EXTRACT TO READ:
News items Tom Nijenhuis appointed professor of Rare Kidney Diseases
30 September 2021

Effective 1 September 2021, Tom Nijenhuis has been appointed Professor of Rare Kidney Diseases at Radboud university medical center/Radboud University. He coordinates the care of adult patients with rare kidney diseases and conducts research on diseases of the kidney filters and renal tubules..

Over two million Dutch people suffer from kidney disease. In most people, this is a result of another disorder, such as diabetes or vascular disease. A smaller group has one of the many primary kidney diseases, which are almost without exception rare. In his research, Tom Nijenhuis focuses mainly on two parts of the kidneys: the filters and the tubules. The million filters (glomeruli) filter the blood and ensure that, in a healthy state, for example proteins and red blood cells do not end up in the urine. It is then up to the kidney tubules to retrieve the water, salt and other useful substances from this glomerular filtrate. What remains is urine containing waste products. As a professor, Nijenhuis continues his research into rare disorders of the kidney filters (glomerular kidney disease) and of the kidney tubules (tubular kidney disease), which lead to urinary protein loss, chronic kidney failure or severe losses of salts and minerals.

Customized research and personalized care

In addition, as coordinator of a team of clinical experts, Nijenhuis will be responsible for the care of adult patients within the Radboudumc Expertise Center for Rare Kidney Diseases (REZN). The center is affiliated with the European Rare Kidney Disorders Reference Network (ERKNet). Research into the diagnosis and treatment of rare kidney diseases is also performed from the center and the reference network. For example, Nijenhuis coordinates clinical research into innovative, personalized treatments. These so-called N-of-1 studies, in which the individual patient receives both medicine and placebo over different periods of time, are particularly relevant for rare diseases because they involve small groups of patients.

TASK 1: Sum up the news item on Tom Nijenhuis's appointment in two sentences.
TASK 2: Carry on the news item on Tom Nijenhuis's appointment from its last sentence.
The records below come from a different source than the news item.

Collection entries
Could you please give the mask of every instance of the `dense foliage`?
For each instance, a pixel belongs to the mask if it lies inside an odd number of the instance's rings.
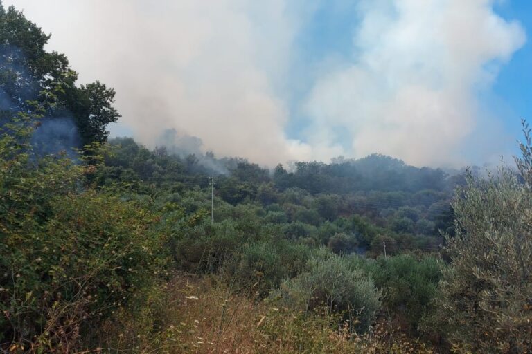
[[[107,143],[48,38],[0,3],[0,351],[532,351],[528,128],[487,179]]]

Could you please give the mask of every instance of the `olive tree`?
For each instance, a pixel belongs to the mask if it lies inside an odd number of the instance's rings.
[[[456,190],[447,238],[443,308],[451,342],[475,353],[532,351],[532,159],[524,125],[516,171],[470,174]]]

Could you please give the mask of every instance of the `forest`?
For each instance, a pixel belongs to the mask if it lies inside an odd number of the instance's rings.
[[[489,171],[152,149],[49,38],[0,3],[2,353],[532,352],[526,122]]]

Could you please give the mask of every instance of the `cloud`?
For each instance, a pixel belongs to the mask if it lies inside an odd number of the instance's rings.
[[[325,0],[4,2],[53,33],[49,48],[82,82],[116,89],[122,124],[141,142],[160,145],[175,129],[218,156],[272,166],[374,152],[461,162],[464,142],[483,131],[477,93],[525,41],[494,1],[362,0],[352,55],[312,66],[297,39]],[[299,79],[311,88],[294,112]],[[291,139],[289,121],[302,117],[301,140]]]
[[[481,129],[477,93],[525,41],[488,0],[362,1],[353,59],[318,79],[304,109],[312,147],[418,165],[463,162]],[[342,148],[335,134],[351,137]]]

ANSWER 1: As of September 1, 2021, Tom Nijenhuis is Professor of Rare Kidney Diseases at Radboud university medical center/Radboud University, where he continues his research into rare disorders of the kidney filters and kidney tubules. He also coordinates a team of clinical experts caring for adult patients at the Radboudumc Expertise Center for Rare Kidney Diseases (REZN), and he coordinates clinical research into innovative, personalized treatments such as N-of-1 studies.

ANSWER 2:
After he studied Medicine, Tom Nijenhuis (1977, Doetinchem) performed PhD research at the Department of Physiology of Radboud university medical center on the calcium and magnesium channels involved in rare diseases of the renal tubules (title dissertation: Epithelial Calcium and Magnesium Channels in Health and Disease). He then established a line of research on the molecular pathogenesis of rare glomerular disorders at the Nephrology Research Laboratory. After completing his training as an internist-nephrologist, he became a staff member at the Department of Nephrology and developed the clinical area of expertise in tubular renal disease. His ambition is to provide person-centered care to patients: "In collaboration with my regional, national and international colleagues, I want to offer people with rare kidney diseases the best care. Through our translational research, I want to ultimately improve the treatment and quality of life of our patients."